◆ RECORDS FOR PROCESSING:
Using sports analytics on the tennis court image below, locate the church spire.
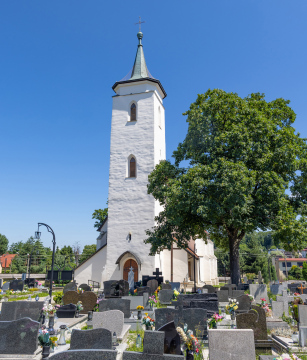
[130,31,151,80]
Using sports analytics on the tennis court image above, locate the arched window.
[130,103,136,121]
[129,157,136,177]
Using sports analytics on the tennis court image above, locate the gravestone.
[2,281,10,291]
[297,305,307,326]
[161,283,172,290]
[79,284,92,291]
[137,286,151,296]
[208,329,256,360]
[93,310,124,337]
[172,294,219,318]
[0,318,40,354]
[62,291,97,314]
[70,329,113,350]
[169,281,180,291]
[155,308,207,338]
[147,279,159,294]
[158,321,181,355]
[52,349,117,360]
[10,280,24,291]
[271,301,284,318]
[236,305,268,340]
[203,285,217,294]
[216,290,229,303]
[159,289,174,304]
[236,295,252,312]
[99,298,131,319]
[0,301,44,321]
[128,266,134,294]
[103,280,129,298]
[123,331,184,360]
[249,284,268,300]
[63,281,78,294]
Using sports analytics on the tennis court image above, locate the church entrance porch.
[123,259,139,282]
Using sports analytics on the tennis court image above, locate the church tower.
[103,32,166,281]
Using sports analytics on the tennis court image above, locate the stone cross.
[134,16,145,31]
[152,268,162,280]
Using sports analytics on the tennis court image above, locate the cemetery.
[0,269,307,360]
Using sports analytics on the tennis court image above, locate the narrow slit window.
[130,103,136,121]
[130,157,136,177]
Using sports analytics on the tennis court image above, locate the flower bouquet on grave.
[148,295,157,308]
[176,325,200,359]
[208,313,224,329]
[142,313,155,330]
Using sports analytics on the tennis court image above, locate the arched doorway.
[123,259,139,282]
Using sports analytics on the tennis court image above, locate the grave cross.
[152,268,162,280]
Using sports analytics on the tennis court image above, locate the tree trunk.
[229,237,240,285]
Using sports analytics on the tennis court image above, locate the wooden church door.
[123,259,139,282]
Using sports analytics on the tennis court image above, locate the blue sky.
[0,0,307,252]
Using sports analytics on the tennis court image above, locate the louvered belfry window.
[130,157,136,177]
[130,103,136,121]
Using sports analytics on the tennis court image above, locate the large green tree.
[145,90,307,284]
[0,234,9,255]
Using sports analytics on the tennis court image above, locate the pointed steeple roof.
[112,31,166,98]
[130,31,152,79]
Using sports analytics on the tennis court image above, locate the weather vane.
[135,16,145,31]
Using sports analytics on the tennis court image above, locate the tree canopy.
[145,89,307,283]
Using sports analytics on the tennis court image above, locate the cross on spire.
[134,16,145,32]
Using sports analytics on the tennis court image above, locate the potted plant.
[208,313,224,329]
[136,305,144,320]
[176,325,200,360]
[142,313,155,330]
[38,329,52,359]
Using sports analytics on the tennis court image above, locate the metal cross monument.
[134,16,145,31]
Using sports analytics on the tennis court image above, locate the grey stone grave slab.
[79,284,92,291]
[123,331,184,360]
[159,289,174,304]
[10,280,25,291]
[93,310,124,337]
[208,329,256,360]
[0,301,44,321]
[299,325,307,347]
[231,290,244,299]
[169,281,180,291]
[236,295,252,312]
[158,321,181,355]
[103,280,129,298]
[161,283,172,290]
[203,285,217,294]
[272,301,284,318]
[137,286,151,296]
[63,281,78,294]
[236,305,268,340]
[216,290,229,303]
[147,279,159,294]
[70,330,113,350]
[2,281,10,291]
[99,298,131,318]
[50,349,117,360]
[0,317,40,354]
[249,284,268,300]
[297,305,307,327]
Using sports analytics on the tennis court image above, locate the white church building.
[75,32,218,287]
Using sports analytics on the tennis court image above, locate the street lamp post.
[35,223,55,304]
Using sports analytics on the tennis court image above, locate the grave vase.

◆ INSTRUCTION:
Put every line of the entries above into a numbered list, leaving out any blank lines and the picture.

◆ TASK SOLUTION:
1. Using sports analytics on the tennis court image below, locate the church spire.
2. [130,31,151,80]
3. Using sports analytics on the tennis court image above, locate the arched window.
4. [130,103,136,121]
5. [129,157,136,177]
6. Using sports analytics on the tennis court image above, locate the gravestone.
7. [2,281,10,291]
8. [297,305,307,326]
9. [161,283,172,290]
10. [79,284,92,291]
11. [137,286,151,296]
12. [208,329,256,360]
13. [93,310,124,337]
14. [172,294,219,318]
15. [0,318,40,354]
16. [62,291,97,314]
17. [70,329,113,350]
18. [169,281,180,291]
19. [155,308,207,338]
20. [147,279,159,294]
21. [158,321,181,355]
22. [52,349,117,360]
23. [10,280,24,291]
24. [271,301,284,318]
25. [236,305,268,340]
26. [203,285,217,294]
27. [216,290,229,303]
28. [159,289,174,304]
29. [236,295,252,312]
30. [99,298,131,319]
31. [0,301,44,321]
32. [128,266,134,294]
33. [103,280,129,298]
34. [123,331,184,360]
35. [249,284,268,300]
36. [63,281,78,294]
37. Using sports analytics on the tennis court image above, locate the church entrance porch.
38. [123,259,139,282]
39. Using sports analytics on the tennis court image above, locate the church tower.
40. [103,32,166,281]
41. Using sports analytics on the tennis court image above, locate the stone cross.
42. [134,16,145,31]
43. [152,268,162,280]
44. Using sports analytics on the tennis court image above, locate the cemetery.
45. [0,269,307,360]
46. Using sports analytics on the tennis court image above, locate the narrow slit window.
47. [130,103,136,121]
48. [130,157,136,177]
49. Using sports analytics on the tennis court image above, locate the flower bouquet on grave.
50. [148,295,157,308]
51. [176,325,200,359]
52. [208,313,224,329]
53. [142,313,155,330]
54. Using sports analytics on the tennis court image above, locate the arched doorway.
55. [123,259,139,282]
56. Using sports analytics on the tennis court image above, locate the grave cross.
57. [152,268,162,280]
58. Using sports analytics on the tennis court image above, locate the tree trunk.
59. [229,237,240,285]
60. Using sports analytics on the tennis court image above, locate the wooden church door.
61. [123,259,139,282]
62. Using sports analytics on the tennis court image above, locate the blue sky.
63. [0,0,307,252]
64. Using sports analytics on the tennis court image above, locate the louvered belfry window.
65. [130,157,136,177]
66. [130,103,136,121]
67. Using sports analytics on the tennis court image above, locate the large green tree.
68. [145,90,307,284]
69. [0,234,9,255]
70. Using sports analytics on the tennis court image above, locate the pointed steeple roof.
71. [112,31,166,98]
72. [130,31,152,79]
73. Using sports analytics on the tennis court image above, locate the weather vane.
74. [135,16,145,31]
75. Using sports analytics on the tennis court image above, locate the tree canopy.
76. [145,89,307,283]
77. Using sports analytics on the tennis court image above, locate the cross on spire.
78. [134,16,145,32]
79. Using sports analytics on the tennis court image above, locate the potted plant.
80. [208,313,224,329]
81. [136,305,144,320]
82. [176,325,200,360]
83. [142,313,155,330]
84. [38,329,52,359]
85. Using sports analytics on the tennis court image above, locate the metal cross monument.
86. [134,16,145,31]
87. Using sports analytics on the tennis court image above, locate the grey stone grave slab.
88. [79,284,92,291]
89. [123,331,184,360]
90. [159,289,174,304]
91. [10,280,25,291]
92. [93,310,124,337]
93. [208,329,256,360]
94. [0,301,44,321]
95. [299,325,307,347]
96. [231,290,244,299]
97. [169,281,180,291]
98. [236,295,252,312]
99. [158,321,181,355]
100. [103,280,129,298]
101. [161,283,172,290]
102. [203,285,217,294]
103. [272,301,284,318]
104. [137,286,151,296]
105. [63,281,78,294]
106. [236,305,268,340]
107. [216,290,229,303]
108. [147,279,159,294]
109. [70,330,113,350]
110. [2,281,10,291]
111. [99,298,131,318]
112. [50,349,117,360]
113. [0,317,40,354]
114. [249,284,268,300]
115. [297,305,307,327]
116. Using sports analytics on the tennis court image above, locate the white church building.
117. [75,32,218,287]
118. Using sports analytics on the tennis court image above, locate the street lamp post.
119. [35,223,55,304]
120. Using sports analytics on the tennis court image above, locate the grave vase.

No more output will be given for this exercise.